Problem statement >> Go through the listing and write out all of it exactly.
........
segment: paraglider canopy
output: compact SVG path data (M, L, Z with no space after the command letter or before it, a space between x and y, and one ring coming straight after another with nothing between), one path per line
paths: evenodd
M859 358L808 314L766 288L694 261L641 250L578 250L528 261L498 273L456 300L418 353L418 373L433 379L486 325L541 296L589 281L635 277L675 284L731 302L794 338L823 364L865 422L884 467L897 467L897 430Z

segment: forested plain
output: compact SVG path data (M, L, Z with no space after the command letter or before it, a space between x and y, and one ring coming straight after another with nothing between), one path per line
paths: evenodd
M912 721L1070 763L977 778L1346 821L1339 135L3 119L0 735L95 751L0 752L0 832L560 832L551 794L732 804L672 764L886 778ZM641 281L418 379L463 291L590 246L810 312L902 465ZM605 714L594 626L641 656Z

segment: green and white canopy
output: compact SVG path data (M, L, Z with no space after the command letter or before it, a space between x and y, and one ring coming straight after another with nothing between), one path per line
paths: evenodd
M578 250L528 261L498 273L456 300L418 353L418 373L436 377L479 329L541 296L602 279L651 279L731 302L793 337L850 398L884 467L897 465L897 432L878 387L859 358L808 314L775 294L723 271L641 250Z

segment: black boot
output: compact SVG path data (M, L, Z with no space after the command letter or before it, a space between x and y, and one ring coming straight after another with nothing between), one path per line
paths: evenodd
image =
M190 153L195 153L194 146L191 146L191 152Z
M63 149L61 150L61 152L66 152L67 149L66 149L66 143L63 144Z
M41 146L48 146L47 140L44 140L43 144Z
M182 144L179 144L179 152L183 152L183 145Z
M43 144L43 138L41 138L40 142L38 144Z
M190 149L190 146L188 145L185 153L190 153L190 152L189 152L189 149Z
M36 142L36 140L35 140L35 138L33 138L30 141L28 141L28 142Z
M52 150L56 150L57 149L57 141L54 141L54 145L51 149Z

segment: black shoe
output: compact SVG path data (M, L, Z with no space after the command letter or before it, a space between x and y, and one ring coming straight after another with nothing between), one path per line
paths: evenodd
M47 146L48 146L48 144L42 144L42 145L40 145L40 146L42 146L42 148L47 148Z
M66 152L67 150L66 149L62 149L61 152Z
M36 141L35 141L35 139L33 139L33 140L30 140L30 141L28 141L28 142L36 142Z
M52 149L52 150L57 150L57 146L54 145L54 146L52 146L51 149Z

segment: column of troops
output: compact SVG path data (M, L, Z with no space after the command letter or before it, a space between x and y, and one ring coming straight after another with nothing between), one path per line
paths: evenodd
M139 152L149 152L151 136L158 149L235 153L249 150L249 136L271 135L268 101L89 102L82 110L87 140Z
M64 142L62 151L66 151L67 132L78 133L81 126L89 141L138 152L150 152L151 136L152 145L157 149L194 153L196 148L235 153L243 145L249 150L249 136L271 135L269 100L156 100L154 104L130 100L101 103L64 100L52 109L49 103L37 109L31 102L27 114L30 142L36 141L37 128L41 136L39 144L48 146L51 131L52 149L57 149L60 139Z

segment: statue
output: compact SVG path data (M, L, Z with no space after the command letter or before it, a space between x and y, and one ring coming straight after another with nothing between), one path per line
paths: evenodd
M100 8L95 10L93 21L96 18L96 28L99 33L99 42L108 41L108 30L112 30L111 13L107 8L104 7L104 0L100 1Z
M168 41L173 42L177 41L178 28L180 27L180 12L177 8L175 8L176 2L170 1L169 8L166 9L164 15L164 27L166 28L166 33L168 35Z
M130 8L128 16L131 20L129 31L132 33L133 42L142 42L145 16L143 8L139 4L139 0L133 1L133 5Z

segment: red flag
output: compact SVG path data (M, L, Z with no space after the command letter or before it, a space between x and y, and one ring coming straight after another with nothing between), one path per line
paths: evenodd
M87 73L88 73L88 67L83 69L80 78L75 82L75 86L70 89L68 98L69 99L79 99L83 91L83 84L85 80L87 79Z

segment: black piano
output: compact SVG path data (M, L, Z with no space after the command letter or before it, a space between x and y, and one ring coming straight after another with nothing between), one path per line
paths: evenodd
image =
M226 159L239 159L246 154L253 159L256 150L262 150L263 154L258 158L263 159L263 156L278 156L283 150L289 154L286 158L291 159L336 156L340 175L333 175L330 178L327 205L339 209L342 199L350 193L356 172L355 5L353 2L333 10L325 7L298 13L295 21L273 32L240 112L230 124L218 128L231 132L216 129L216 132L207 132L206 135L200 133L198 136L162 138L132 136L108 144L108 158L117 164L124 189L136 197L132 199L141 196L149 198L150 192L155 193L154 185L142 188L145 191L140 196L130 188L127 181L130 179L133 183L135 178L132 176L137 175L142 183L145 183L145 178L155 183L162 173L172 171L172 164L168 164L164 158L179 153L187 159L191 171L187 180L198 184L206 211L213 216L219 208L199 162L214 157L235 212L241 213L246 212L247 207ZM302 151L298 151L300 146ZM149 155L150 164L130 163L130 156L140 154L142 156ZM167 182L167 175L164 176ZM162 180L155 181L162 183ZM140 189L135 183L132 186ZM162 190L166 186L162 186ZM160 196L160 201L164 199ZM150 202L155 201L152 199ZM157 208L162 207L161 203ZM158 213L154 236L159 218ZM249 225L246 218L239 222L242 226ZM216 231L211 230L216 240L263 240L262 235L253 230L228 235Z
........
Written response >>
segment: paraglider canopy
output: compact SVG path data (M, L, Z with no space after the command letter or before it, a space between x and y, and one ring coming straight after another with nothing between), one path per line
paths: evenodd
M859 358L808 314L766 288L694 261L641 250L578 250L528 261L498 273L456 300L418 353L418 373L433 379L486 325L541 296L589 281L635 277L675 284L731 302L794 338L823 364L865 422L884 467L897 467L897 430Z

segment: forested plain
output: compact SVG path data (M, L, Z with no space after the command letter or before it, a space between x and y, and one ring coming straight after another with nothing between), one path per line
paths: evenodd
M912 721L1070 763L977 778L1346 821L1339 135L3 119L0 735L95 751L0 752L0 832L560 832L551 794L732 804L672 764L886 778ZM641 281L418 379L463 291L590 246L810 312L902 465ZM605 714L594 626L641 656Z

segment: green and white canopy
output: compact SVG path data (M, L, Z with no space after the command letter or before it, a space between x and y, and one ring coming straight after another with nothing between), one path per line
paths: evenodd
M578 250L528 261L498 273L456 300L418 353L418 373L436 377L479 329L541 296L602 279L651 279L731 302L793 337L850 398L884 467L897 465L897 432L878 387L859 358L808 314L775 294L723 271L641 250Z

segment: black boot
output: compact SVG path data (M, L, Z with no space after the command letter or before it, a space between x and y, and one ring coming straight after another with nothing between), one path per line
paths: evenodd
image =
M190 153L195 153L194 146L191 146L191 152Z
M63 149L61 150L61 152L66 152L67 149L66 149L66 143L63 144Z
M41 146L48 146L47 140L44 140L43 144Z
M182 144L179 144L179 152L183 152L183 145Z
M43 144L43 138L41 138L40 142L38 144Z
M190 149L190 146L188 145L185 153L190 153L190 152L189 152L189 149Z
M36 142L36 140L35 140L35 138L33 138L30 141L28 141L28 142Z
M52 150L56 150L57 149L57 141L54 141L54 145L51 149Z

segment: black shoe
output: compact SVG path data (M, L, Z with no space after the command letter or before it, a space between x and y, and one ring coming straight after another with nothing between), one path per line
paths: evenodd
M47 146L48 146L48 144L42 144L42 145L40 145L40 146L42 146L42 148L47 148Z
M66 152L67 150L66 149L62 149L61 152Z
M36 141L35 141L35 139L33 139L33 140L30 140L30 141L28 141L28 142L36 142Z
M52 149L52 150L57 150L57 146L54 145L54 146L52 146L51 149Z

segment: column of troops
output: compact SVG path data (M, L, Z with no space after the command letter or before it, a space between x and y, and one ring coming straight after another with nothing between), one path per line
paths: evenodd
M139 152L149 152L151 136L158 149L235 153L249 150L249 136L271 135L268 101L89 102L82 110L87 140Z
M64 142L62 151L66 151L67 132L78 133L81 126L89 141L138 152L150 152L151 136L152 145L157 149L194 153L196 148L235 153L243 145L249 150L249 136L271 135L269 100L156 100L154 104L130 100L101 103L64 100L52 109L49 103L37 109L31 102L27 114L30 142L36 141L37 128L41 136L39 144L48 146L51 131L52 149L57 149L60 139Z

segment: statue
output: compact SVG path data (M, L, Z with no space after the command letter or before it, a space between x and y, and one ring coming straight after another with nothing between), one path per line
paths: evenodd
M100 8L95 10L93 21L96 18L96 28L99 33L99 42L108 41L108 30L112 30L111 13L107 8L104 7L104 0L100 1Z
M168 41L173 42L177 41L178 28L180 27L180 12L177 8L175 8L176 2L170 1L169 8L166 9L164 15L164 27L166 28L166 33L168 35Z
M130 8L128 16L131 20L129 31L132 33L133 42L142 42L145 16L143 8L139 4L139 0L133 1L133 5Z

segment: red flag
output: compact SVG path data (M, L, Z with no space after the command letter or before it, a space between x and y, and one ring coming straight after another with nothing between), one path per line
paths: evenodd
M87 73L88 73L88 67L83 69L80 78L75 82L75 86L70 89L68 98L69 99L79 99L83 91L83 84L85 80L87 79Z

segment: black piano
output: compact SVG path data (M, L, Z with no space after the command letter or before it, a space between x and y, and one ring coming straight after another with nothing between), one path per line
paths: evenodd
image =
M226 159L239 159L246 154L253 159L256 150L262 150L263 154L258 158L263 159L263 156L278 156L283 150L289 154L286 158L291 159L336 156L340 175L333 175L330 178L327 205L339 209L342 199L350 193L356 172L355 5L353 2L333 10L325 7L298 13L295 21L273 32L240 112L230 124L218 128L231 132L216 129L216 132L207 132L206 135L200 133L198 136L162 138L132 136L108 144L108 158L117 164L124 189L136 197L132 199L141 196L149 198L150 192L155 193L154 185L142 188L145 191L140 196L130 188L127 181L130 179L133 183L135 178L132 176L137 175L142 183L145 183L145 178L155 183L162 173L172 171L172 164L168 164L164 158L179 153L187 159L191 171L187 180L198 184L206 211L213 216L219 208L199 162L214 157L235 212L241 213L246 212L247 207ZM302 151L298 151L300 146ZM149 155L150 164L130 163L130 156L140 154L142 156ZM167 182L167 175L164 176ZM162 180L155 181L162 183ZM140 189L135 183L132 186ZM162 190L166 186L162 186ZM160 196L160 201L164 199ZM150 202L155 201L152 199ZM157 208L162 207L161 203ZM158 213L154 236L159 218ZM249 225L246 218L239 222L242 226ZM216 231L211 230L216 240L263 240L262 235L253 230L228 235Z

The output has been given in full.